*STATED EXERCISE*.
Starting with the line with "Each instance of the tree" and going on through the line with "Target: tree foliage", give those entries again with "tree foliage" swapped for "leafy canopy" and nothing else altered.

==== SUPPLIED DATA

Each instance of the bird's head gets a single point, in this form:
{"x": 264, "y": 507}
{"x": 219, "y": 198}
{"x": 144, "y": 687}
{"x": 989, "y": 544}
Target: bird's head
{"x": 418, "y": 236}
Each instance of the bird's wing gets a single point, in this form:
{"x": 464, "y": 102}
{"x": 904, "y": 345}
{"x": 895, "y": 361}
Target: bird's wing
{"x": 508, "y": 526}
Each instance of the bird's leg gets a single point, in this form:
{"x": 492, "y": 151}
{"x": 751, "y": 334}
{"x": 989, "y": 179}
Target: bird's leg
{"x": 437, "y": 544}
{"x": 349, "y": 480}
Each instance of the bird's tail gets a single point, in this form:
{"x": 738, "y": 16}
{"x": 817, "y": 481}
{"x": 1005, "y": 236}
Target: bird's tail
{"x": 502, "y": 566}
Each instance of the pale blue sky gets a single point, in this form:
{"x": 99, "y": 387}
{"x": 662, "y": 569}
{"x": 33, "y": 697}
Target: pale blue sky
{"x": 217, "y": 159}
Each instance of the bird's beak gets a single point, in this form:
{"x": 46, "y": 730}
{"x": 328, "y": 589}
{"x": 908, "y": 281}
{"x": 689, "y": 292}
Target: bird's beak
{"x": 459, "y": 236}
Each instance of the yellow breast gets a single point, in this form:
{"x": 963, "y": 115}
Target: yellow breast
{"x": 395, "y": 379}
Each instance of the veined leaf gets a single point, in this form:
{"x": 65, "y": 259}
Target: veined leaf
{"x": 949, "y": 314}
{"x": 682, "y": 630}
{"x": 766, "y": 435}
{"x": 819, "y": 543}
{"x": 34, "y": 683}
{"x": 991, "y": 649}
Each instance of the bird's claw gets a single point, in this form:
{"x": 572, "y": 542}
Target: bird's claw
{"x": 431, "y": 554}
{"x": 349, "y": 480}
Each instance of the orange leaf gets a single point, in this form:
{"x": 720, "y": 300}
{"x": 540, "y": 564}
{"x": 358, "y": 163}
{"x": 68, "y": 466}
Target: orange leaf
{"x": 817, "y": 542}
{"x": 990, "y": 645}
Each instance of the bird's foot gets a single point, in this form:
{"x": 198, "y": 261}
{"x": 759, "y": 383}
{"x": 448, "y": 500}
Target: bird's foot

========
==== SUPPLIED DATA

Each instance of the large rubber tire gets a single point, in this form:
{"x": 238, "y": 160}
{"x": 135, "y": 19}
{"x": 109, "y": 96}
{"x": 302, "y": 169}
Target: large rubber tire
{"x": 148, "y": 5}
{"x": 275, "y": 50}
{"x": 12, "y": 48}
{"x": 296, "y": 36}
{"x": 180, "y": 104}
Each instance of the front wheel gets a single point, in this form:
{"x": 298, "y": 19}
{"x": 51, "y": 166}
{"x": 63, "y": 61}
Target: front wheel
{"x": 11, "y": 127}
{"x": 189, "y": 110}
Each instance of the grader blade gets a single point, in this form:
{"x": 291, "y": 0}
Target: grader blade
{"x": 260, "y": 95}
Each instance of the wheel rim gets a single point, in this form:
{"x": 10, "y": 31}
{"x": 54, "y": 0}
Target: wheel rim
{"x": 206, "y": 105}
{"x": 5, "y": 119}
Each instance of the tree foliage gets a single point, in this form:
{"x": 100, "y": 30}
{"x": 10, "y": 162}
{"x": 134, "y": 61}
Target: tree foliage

========

*TASK OUTPUT*.
Each instance of the leafy canopy gets a single point, in this form:
{"x": 100, "y": 30}
{"x": 10, "y": 162}
{"x": 134, "y": 61}
Target: leafy canopy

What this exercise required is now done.